### What the exercise asks
Turn every line of the listing below into a JSON list of strings, one string per line, and leave out any blank lines.

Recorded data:
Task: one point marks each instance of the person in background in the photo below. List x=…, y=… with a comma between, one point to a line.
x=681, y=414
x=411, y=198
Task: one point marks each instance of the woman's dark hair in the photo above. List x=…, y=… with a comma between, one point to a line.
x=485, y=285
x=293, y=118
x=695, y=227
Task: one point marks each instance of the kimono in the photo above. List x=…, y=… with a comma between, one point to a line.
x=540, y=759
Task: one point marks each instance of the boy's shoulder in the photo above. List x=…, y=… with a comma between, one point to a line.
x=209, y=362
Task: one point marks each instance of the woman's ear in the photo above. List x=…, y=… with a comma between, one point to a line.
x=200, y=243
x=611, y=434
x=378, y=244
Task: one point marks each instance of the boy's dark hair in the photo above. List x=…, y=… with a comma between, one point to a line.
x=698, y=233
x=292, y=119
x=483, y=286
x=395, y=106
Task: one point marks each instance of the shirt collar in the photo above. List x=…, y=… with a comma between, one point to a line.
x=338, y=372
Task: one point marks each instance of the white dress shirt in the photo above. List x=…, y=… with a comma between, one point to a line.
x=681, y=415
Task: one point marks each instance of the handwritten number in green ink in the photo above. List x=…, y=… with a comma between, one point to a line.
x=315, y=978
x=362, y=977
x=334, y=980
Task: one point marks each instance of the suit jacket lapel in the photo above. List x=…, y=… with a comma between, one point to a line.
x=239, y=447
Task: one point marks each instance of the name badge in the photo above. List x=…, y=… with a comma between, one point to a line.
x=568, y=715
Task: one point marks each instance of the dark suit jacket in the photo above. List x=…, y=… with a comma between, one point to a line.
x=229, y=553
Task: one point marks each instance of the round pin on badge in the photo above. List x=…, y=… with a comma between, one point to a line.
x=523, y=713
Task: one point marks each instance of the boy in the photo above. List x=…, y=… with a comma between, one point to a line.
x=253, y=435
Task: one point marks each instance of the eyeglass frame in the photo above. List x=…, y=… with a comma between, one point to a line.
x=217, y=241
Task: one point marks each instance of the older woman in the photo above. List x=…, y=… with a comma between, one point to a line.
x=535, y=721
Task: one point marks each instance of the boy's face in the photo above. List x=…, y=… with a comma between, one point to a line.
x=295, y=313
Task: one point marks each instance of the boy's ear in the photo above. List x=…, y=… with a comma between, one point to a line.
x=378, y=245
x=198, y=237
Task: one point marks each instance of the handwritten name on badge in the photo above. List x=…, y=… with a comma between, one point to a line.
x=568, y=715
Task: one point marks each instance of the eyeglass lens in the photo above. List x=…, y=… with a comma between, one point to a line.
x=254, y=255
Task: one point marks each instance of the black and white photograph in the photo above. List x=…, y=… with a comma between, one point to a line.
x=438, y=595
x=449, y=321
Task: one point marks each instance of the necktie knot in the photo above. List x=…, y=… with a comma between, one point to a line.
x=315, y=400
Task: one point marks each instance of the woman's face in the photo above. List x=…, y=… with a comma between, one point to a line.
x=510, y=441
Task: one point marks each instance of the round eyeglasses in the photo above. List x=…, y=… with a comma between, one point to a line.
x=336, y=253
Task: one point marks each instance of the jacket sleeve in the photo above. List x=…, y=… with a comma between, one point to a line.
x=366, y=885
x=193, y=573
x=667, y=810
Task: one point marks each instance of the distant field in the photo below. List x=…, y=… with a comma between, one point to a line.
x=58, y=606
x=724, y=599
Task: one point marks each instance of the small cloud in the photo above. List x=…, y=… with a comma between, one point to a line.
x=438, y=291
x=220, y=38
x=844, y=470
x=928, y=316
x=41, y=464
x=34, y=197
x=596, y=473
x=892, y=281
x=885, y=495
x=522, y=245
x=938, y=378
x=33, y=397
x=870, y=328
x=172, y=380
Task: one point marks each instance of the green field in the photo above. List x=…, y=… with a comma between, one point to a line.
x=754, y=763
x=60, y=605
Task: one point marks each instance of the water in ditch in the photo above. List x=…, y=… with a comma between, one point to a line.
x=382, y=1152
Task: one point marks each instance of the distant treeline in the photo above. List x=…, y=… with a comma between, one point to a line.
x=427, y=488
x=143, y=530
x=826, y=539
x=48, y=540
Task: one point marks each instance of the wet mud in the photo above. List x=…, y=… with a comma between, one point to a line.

### Response for this exercise
[
  "Task: one point marks each instance of the person in background in the photo below. List x=…, y=… with a comma between, one point to a line.",
  "x=681, y=414",
  "x=411, y=198",
  "Task: one point marks each instance of the woman's dark hair in the photo above. List x=…, y=… with a comma between, one point to a line.",
  "x=485, y=285",
  "x=293, y=118",
  "x=695, y=227",
  "Task: one point marks each instance of the kimono in the photo above. List x=…, y=… with a comma between, one point to a line.",
  "x=540, y=759",
  "Task: one point marks each instance of the boy's shoulder in the photo above. List x=…, y=… with a comma between, one point to a line.",
  "x=209, y=362",
  "Task: one point marks each instance of the woman's ear in the photo above. List x=…, y=… with a comma between, one point to a line.",
  "x=200, y=243",
  "x=611, y=434",
  "x=378, y=244",
  "Task: one point marks each instance of the boy's dark hair in the photo above. List x=…, y=… with a comma between, one point to a line.",
  "x=698, y=233",
  "x=292, y=119",
  "x=483, y=286",
  "x=395, y=106",
  "Task: one point marks each instance of the shirt collar in the photo above. List x=…, y=… with a comma between, one point to a line.",
  "x=338, y=372",
  "Task: one point marks each instance of the white dress shirt in the photo above. List x=…, y=… with a comma between, one point to a line.",
  "x=681, y=415",
  "Task: one point marks each instance of the handwritten number in green ink in the photo above. List x=…, y=… with a comma between, one point to a line.",
  "x=315, y=978",
  "x=362, y=977",
  "x=334, y=980",
  "Task: one point marks each instance of the suit jacket lapel in the photo above. List x=…, y=… with a comma between, one point to a line.",
  "x=239, y=447",
  "Task: one point marks each instance of the name badge in the photo above. List x=…, y=… with a comma between, one point to a line.",
  "x=568, y=715",
  "Task: one point marks each instance of the dark suit jacket in the photo above. List x=…, y=… with a comma between, one point to a line.",
  "x=229, y=553",
  "Task: one point marks each instance of the round pin on badge in the photo above. List x=…, y=… with a comma between, one point to a line.",
  "x=523, y=713",
  "Task: one point marks each instance of the boy in the photo above. List x=…, y=… with a comma between, one point to a line.",
  "x=253, y=435",
  "Task: one point marks each instance of the eyeglass frame in the photo above. List x=…, y=… with a comma between, one point to a line.",
  "x=217, y=241",
  "Task: one point marks each instance of the older woman in the photo above. List x=…, y=… with a comma between, one point to a line.",
  "x=535, y=721",
  "Task: one point marks each instance of the boy's face in the photo above. List x=…, y=… with a comma between, one point to a line.",
  "x=295, y=313",
  "Task: one point marks each instance of the boy's ear in the photo above. List x=…, y=… with a comma between, one point to a line.",
  "x=378, y=245",
  "x=198, y=237",
  "Task: one point marks each instance of the handwritten name on badge in the photo above. List x=…, y=… with a comma between, one point to a line.",
  "x=568, y=715",
  "Task: one point marks each instance of the eyeglass lens in the photo above. List x=…, y=… with a comma between, one point to a line.",
  "x=254, y=255",
  "Task: one point marks each instance of the black and white photograph in the photo above. List x=…, y=… with a comma between, one point to a line.",
  "x=438, y=595",
  "x=449, y=321",
  "Task: one point marks each instance of the necktie knot in the photo above. List x=…, y=… with a comma between, one point to a line.",
  "x=315, y=400",
  "Task: one point marks each instance of the woman's face in the photo above. List x=…, y=… with a comma between, one point to a line.",
  "x=510, y=441",
  "Task: one point marks each instance of the round eyeglasses in the photo above. List x=…, y=… with a comma between, one point to a line.",
  "x=336, y=253",
  "Task: one point marks each instance of the jacket sleeve in the photo above. List x=…, y=… with a comma between, one point to a line.",
  "x=366, y=885",
  "x=193, y=573",
  "x=667, y=810",
  "Task: one point marks each instance of the distant field in the photo below. List x=…, y=… with a comma between, one point to a line.",
  "x=58, y=606",
  "x=724, y=599",
  "Task: one point marks each instance of the small cloud in the photo above. List x=…, y=… with a comma between, one point to a line.",
  "x=438, y=291",
  "x=220, y=38",
  "x=844, y=470",
  "x=928, y=316",
  "x=41, y=464",
  "x=34, y=197",
  "x=596, y=473",
  "x=892, y=281",
  "x=885, y=495",
  "x=522, y=245",
  "x=938, y=378",
  "x=33, y=397",
  "x=870, y=328",
  "x=172, y=380",
  "Task: one point marks each instance of the green field in the photo above. List x=…, y=… with a comma between, one point to a line.",
  "x=754, y=763",
  "x=60, y=605",
  "Task: one point marks each instance of the water in ditch in the photo above. List x=…, y=… with a comma between, one point to a line.",
  "x=382, y=1152",
  "Task: one point marks each instance of the distant treeline in the photo above. List x=…, y=… with a comma between, one point to a line.",
  "x=427, y=488",
  "x=143, y=530",
  "x=826, y=539",
  "x=48, y=540",
  "Task: one point marks each instance of the wet mud in the photo above. List x=…, y=… with a comma between, one point to a line."
]